Take a minute to increase awareness and understanding of the terminology, context, and application of data and analytics.
Part three of a series.
A common phrase tossed around is “big data.” But what does it mean?
If you Google the term, “big data” is defined as “extremely large data sets that may be analyzed computationally to reveal patterns, trends, and associations, especially relating to human behavior and interactions.”
Some will describe big data as something so large or different that most traditional computers or applications cannot effectively deal with it. Big data is also often paired with analytics success.
If we consider the immense growth of processing power through the early 2000s, big data must be pretty impressive. And, it is. So, what makes big data different?
Let’s Explore Big Data
Big data is typically differentiated from “data” by four Vs: Volume, Velocity, Variety, and Veracity. (Note that there is some dispute over the number of Vs. I say four, some say three and leave out Veracity. Others say four is right, but include Value rather than Veracity. Others say there are seven to 10 Vs – way too many Vs for me.)
Let’s use the four main Vs to explore big data:
#1 – Volume:
If you think about the pure quantity of data, big data is an insane amount of data.

Stated exercise: Can you copy out the big data text word for word, in full? The listing that comes next is separate material, unconnected to the big data text.

Provided information:
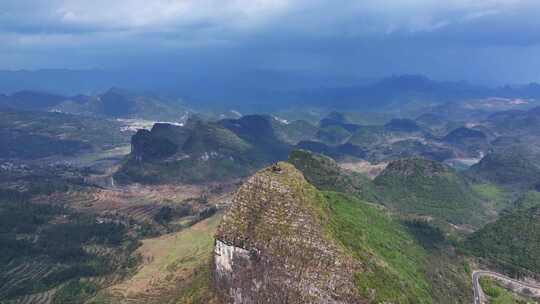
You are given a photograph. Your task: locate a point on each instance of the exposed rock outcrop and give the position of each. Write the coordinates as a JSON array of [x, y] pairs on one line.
[[273, 245]]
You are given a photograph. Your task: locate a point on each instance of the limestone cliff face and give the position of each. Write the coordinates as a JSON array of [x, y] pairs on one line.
[[272, 245]]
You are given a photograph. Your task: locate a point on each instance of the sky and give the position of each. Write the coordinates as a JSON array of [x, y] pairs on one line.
[[482, 41]]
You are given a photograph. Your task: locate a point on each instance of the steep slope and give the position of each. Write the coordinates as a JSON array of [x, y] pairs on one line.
[[283, 241], [514, 167], [271, 246], [325, 174], [513, 241], [428, 188], [201, 151]]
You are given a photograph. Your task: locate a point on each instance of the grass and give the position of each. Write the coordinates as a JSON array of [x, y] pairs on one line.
[[178, 257], [496, 198], [394, 260], [497, 294], [428, 188], [512, 241]]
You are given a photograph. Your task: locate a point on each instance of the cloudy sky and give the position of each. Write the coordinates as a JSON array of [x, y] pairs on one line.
[[484, 41]]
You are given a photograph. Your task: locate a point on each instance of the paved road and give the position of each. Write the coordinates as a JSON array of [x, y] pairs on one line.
[[479, 297]]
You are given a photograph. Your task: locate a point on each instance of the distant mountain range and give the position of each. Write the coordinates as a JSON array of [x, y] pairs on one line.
[[114, 103], [266, 90]]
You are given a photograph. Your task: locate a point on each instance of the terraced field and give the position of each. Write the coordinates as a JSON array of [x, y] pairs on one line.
[[168, 262]]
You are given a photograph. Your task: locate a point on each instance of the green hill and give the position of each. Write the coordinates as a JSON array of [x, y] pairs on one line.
[[282, 228], [428, 188], [514, 167], [203, 151], [512, 242], [31, 135], [325, 174]]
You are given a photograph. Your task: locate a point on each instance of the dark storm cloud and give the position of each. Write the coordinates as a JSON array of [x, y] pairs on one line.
[[373, 37]]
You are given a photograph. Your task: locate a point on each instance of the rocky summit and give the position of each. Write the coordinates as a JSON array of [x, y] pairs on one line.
[[272, 245]]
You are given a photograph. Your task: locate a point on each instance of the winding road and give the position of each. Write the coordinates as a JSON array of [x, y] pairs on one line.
[[480, 298]]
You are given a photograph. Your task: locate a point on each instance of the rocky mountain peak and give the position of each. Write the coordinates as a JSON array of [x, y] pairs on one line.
[[273, 242]]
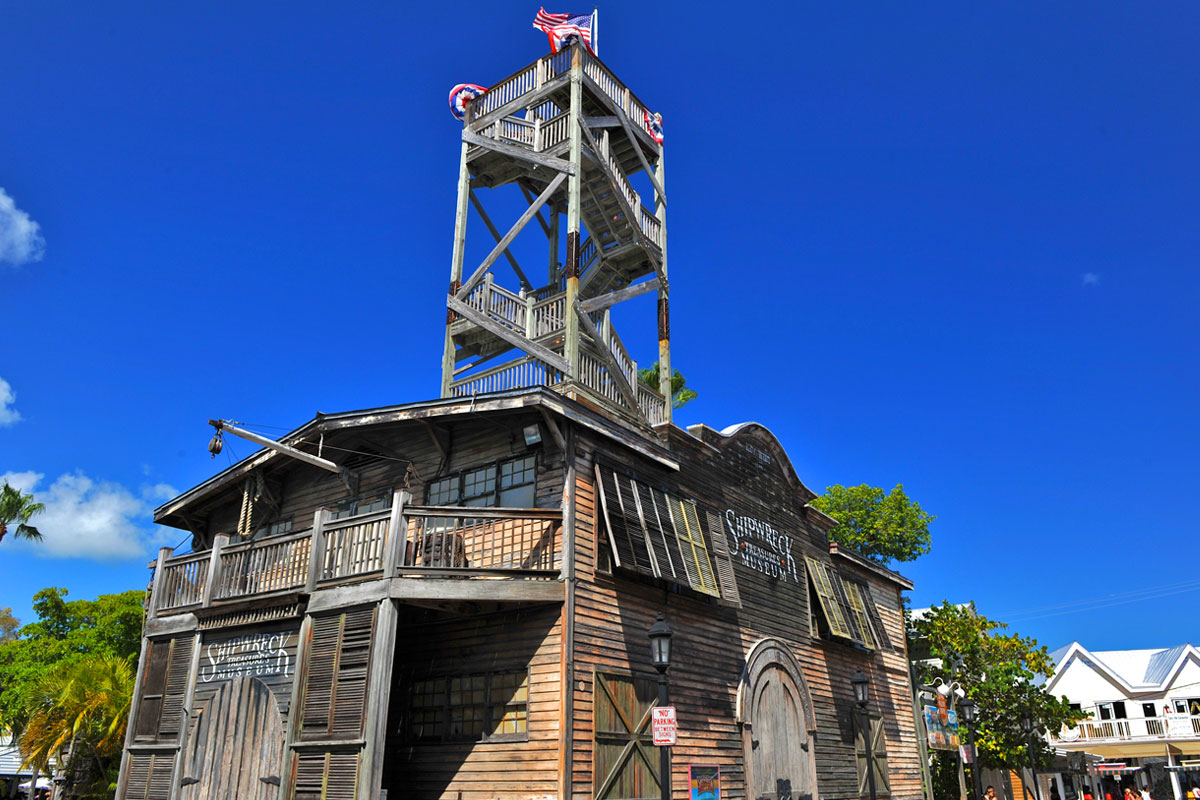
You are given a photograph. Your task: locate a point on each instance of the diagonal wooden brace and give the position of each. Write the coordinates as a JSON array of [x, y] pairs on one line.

Correct response:
Take a minute to increase awareness and understanding of the terminology, context, and application of data and analytics.
Part three of a series.
A common phrase tossed around is “big data.” But what does it mean?
If you Google the term, “big data” is defined as “extremely large data sets that may be analyzed computationally to reveal patterns, trends, and associations, especially relating to human behavior and interactions.”
Some will describe big data as something so large or different that most traditional computers or applications cannot effectively deal with it. Big data is also often paired with analytics success.
If we consider the immense growth of processing power through the early 2000s, big data must be pretty impressive. And, it is. So, what makes big data different?
Let’s Explore Big Data
Big data is typically differentiated from “data” by four Vs: Volume, Velocity, Variety, and Veracity. (Note that there is some dispute over the number of Vs. I say four, some say three and leave out Veracity. Others say four is right, but include Value rather than Veracity. Others say there are seven to 10 Vs – way too many Vs for me.)
Let’s use the four main Vs to explore big data:
#1 – Volume:
If you think about the pure quantity of data, big data is an insane amount of data.